Возрождение Интернационала

В период раскола Интернационала не ослабевали попытки восстановить единое поле социалистического движения. Полем синтеза идей первоначально оставался Интернационал федералистов. Его конгресс в Брюсселе в сентябре 1874 г. был прямым продолжением традиции догаагского МТР. На форум съехались анархисты, тред-юнионисты и лассальянцы из Испании, Италии, Франции, Германии, Великобритании, Швейцарии и Бельгии, а в центре дискуссий оказался проект Сезара де Папа, который вообще не был анархистским.

Де Пап попытался построить синтез конструктивных идей разных направлений Интернационала в работе «Об организации общественных служб в будущем обществе». Одновременно швейцарские горнорабочие-федералисты подготовили записку, где утверждали, что в будущем обществе необходимо поддерживать такие общественные службы, как статистика, охрана сырьевых ресурсов, образование, гигиена, коммуникации, защита личности, защита страны. Говоря современным языком, речь идет о защите социальных, экологических, гражданских стандартов и внешнеполитической безопасности.

Авторы швейцарской записки считали, что общественные службы можно передать коммунам и их объединениям. На эти нужды должны собираться отдельные сборы (чтобы не концентрировать финансы в отдельных руках). Де Пап считал, что опасно отдавать общественные службы «частным» организациям, так как это может породить монополию. Он предлагал отдать их государству, то есть провести национализацию естественных монополий и коммуникаций. Предвосхищая споры либералов и социал-демократов, Де Пап утверждал: «Если бы все железные дороги эксплуатировались непосредственно правительствами, подобно почтам, и подобно телеграфам в некоторых странах, это было бы лучше для всех»[682]. С таким категорическим утверждением анархисты никак не могли согласиться.

Встав практически на лассальянские позиции, Де Пап призывал не разрушать государство, а изменить в нем «кое-какие буржуазные приводы» и разделить полномочия государственных органов и кооперативных союзов, которые могут взять в свои руки остальную часть хозяйства[683]. Поскольку кооперативы и коллективы не смогут сами обеспечить общественные нужды, эту сферу все равно придется передать либо частным собственникам (что было неприемлемо для всех участников МТР), либо государству. Из этого Де Пап делает пророческий вывод: «Коллективисты хотят разрушить государство как учреждение вредное, но им придется восстановить его, каким бы именем его ни назвали»[684]. Опыт махновского движения и революции в Испании 1936-1939 гг. подтвердит правоту Папа в этом вопросе. Пока есть общественно-необходимая ниша для государства, в минимальном виде оно будет воспроизводиться даже анархистами. Путь к преодолению государства лежит через преодоление ниши.

Анархисты повторили Де Папу свой «символ веры»: «устроив такое государство, рабочие займут лишь место буржуазии», а задача революции – организовать общество по-новому, на основе равноправных договорных связей. Общественные службы должны осуществляться коммунами и их союзами[685].

== == ==

▶ ПИСЬМЕННОЕ ЗАДАНИЕ 1
Назовите все общественные службы, которые, согласно записке швейцарских горнорабочих-федералистов из текста о возрождении Интернационала, необходимо поддерживать в будущем обществе.

Фрагменты набора данных с указанием объектов:
== == ==

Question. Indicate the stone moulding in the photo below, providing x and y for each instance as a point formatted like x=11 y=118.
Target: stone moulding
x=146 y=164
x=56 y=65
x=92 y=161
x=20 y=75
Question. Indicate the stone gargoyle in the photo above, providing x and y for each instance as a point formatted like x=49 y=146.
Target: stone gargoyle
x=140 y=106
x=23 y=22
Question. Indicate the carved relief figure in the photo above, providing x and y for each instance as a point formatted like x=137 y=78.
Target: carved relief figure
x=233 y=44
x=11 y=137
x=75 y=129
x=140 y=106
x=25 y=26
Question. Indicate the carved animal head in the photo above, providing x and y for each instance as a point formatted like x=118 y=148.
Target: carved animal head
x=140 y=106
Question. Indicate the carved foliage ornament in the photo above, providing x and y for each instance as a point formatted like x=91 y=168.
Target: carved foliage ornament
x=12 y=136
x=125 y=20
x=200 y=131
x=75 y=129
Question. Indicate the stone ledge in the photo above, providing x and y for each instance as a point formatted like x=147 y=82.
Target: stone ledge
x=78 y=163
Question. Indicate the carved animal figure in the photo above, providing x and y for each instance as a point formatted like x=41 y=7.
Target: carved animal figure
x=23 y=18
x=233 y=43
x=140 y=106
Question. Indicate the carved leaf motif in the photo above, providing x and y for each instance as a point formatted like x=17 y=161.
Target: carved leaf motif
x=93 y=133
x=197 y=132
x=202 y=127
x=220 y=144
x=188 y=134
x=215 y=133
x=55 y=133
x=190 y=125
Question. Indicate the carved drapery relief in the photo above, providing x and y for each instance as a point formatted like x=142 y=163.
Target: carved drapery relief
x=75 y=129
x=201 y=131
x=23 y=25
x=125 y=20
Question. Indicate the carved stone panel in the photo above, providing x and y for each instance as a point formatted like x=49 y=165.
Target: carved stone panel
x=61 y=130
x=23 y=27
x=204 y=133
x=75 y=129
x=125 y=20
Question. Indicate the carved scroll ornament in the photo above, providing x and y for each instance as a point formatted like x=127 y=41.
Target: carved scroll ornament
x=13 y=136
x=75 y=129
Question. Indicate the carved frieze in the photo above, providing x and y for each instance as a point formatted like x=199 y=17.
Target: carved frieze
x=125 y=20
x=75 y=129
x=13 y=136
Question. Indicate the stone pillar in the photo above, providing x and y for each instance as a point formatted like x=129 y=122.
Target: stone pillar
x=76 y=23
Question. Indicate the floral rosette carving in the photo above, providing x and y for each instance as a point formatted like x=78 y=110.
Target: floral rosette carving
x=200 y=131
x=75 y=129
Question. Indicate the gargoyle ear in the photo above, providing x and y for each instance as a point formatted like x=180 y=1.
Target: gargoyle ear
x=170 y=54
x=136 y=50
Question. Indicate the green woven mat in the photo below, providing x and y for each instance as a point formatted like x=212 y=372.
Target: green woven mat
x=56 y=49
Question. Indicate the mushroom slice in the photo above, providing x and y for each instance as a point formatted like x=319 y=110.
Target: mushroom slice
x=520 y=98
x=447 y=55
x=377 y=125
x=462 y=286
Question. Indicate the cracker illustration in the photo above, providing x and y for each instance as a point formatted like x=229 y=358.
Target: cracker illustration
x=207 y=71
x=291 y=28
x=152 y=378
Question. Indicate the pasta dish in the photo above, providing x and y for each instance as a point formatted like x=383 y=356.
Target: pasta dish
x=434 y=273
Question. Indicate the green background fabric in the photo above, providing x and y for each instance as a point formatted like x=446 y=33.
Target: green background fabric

== == ==

▶ ПИСЬМЕННОЕ ЗАДАНИЕ 2
Перечислите все строки записей, в которых встречается слово «fabric». Регистр букв учитывается.

▶ ПОЛНЫЙ ОТВЕТ 1
Статистика, охрана сырьевых ресурсов, образование, гигиена, коммуникации, защита личности, защита страны.

▶ ПОЛНЫЙ ОТВЕТ 2
Question. Indicate the green background fabric in the photo above, providing x and y for each instance as a point formatted like x=446 y=33.
Target: green background fabric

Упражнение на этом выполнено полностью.